TRECHO FORNECIDO.
=-=-=

Matheus, por outro lado, declarou que a senha “master” do setor de TI “somente permitia a correção de erros em algum laudo” e que qualquer modificação ficava registrada no sistema.
Adriana dos Anjos, uma das biólogas do laboratório, afirmou que não assina laudos, mas que tem acesso ao sistema da empresa com uma senha pessoal. Segundo ela, não há possibilidade de que alguém “acione seu trabalho utilizando a senha master”. Como o inquérito ainda não foi finalizado, não há confirmação de como o sistema funciona e se de fato há alguma forma de alterar os laudos com uma senha diferenciada.
Controle de Qualidade
Uma das linhas de investigação da Polícia Civil é se os erros aconteceram por uma falha no controle de qualidade do exame para HIV. Ivanilson Fernandes dos Santos afirmou que o estabelecimento passou a fazer testes de controle de qualidade de seus equipamentos semanalmente para economizar. Em depoimento à Polícia Civil, ele conta que o procedimento era feito diariamente até dezembro de 2023, mas para reduzir os custos a coordenadora Adriana Vargas ordenou que fossem feitos uma vez por semana.
Outra funcionária a indicar que os donos do laboratório ignoravam o controle de qualidade é Jacqueline Iris Bacellar de Assis, que também foi presa semana passada. Ao depôr na delegacia, ela confirmou a versão de Ivanilson Fernandes. Ela foi uma das presas temporariamente porque sua assinatura aparece em um dos laudos. Jacqueline nega que tenha feito qualquer exame e que um dos donos, Walter Vieira, ordenou em janeiro que não fossem feitas as calibragens dos aparelhos diariamente, mas sim uma vez por semana.
“ Foi o próprio Walter Vieira que deu a ordem a todos os setores para economizar os custos. Essa economia deveria abranger todas as áreas da empresa, inclusive ao controle de qualidade dos reagentes usados para a realização do material fornecido pelos clientes e também por doadores de órgãos”

=-=-=

INSTRUÇÕES A SEGUIR.
Responda com base no trecho acima:
(a) Segundo Matheus, o que a senha "master" do setor de TI permitia?
(b) De acordo com o depoimento de Ivanilson Fernandes dos Santos, com que frequência o procedimento de controle de qualidade era feito até dezembro de 2023?
(c) Por que Jacqueline Iris Bacellar de Assis foi uma das presas temporariamente?

=-=-=

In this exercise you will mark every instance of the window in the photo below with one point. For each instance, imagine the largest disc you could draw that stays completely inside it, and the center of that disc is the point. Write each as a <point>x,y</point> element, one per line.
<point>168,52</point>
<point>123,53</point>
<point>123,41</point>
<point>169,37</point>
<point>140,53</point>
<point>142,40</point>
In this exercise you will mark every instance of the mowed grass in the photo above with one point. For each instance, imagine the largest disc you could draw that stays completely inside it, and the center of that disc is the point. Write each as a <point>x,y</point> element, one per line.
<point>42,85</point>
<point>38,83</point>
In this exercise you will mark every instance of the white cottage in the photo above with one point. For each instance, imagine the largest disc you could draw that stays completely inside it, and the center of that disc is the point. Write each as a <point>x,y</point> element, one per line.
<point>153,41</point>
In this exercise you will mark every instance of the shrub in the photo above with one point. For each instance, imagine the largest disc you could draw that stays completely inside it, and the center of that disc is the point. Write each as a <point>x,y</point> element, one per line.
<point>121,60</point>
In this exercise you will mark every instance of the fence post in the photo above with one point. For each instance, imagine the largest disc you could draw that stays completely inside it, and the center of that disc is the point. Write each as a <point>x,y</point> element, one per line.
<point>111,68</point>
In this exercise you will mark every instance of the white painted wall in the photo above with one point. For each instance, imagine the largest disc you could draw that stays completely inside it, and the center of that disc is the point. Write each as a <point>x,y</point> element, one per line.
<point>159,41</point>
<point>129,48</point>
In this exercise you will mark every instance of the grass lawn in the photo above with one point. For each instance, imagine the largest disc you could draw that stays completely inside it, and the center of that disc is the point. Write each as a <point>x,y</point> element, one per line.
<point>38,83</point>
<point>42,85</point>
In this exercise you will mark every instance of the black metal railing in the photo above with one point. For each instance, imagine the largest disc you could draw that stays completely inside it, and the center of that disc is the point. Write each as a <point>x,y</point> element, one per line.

=-=-=

RESPOSTA ESCRITA.
(a) Somente a correção de erros em algum laudo.
(b) Diariamente.
(c) Porque sua assinatura aparece em um dos laudos.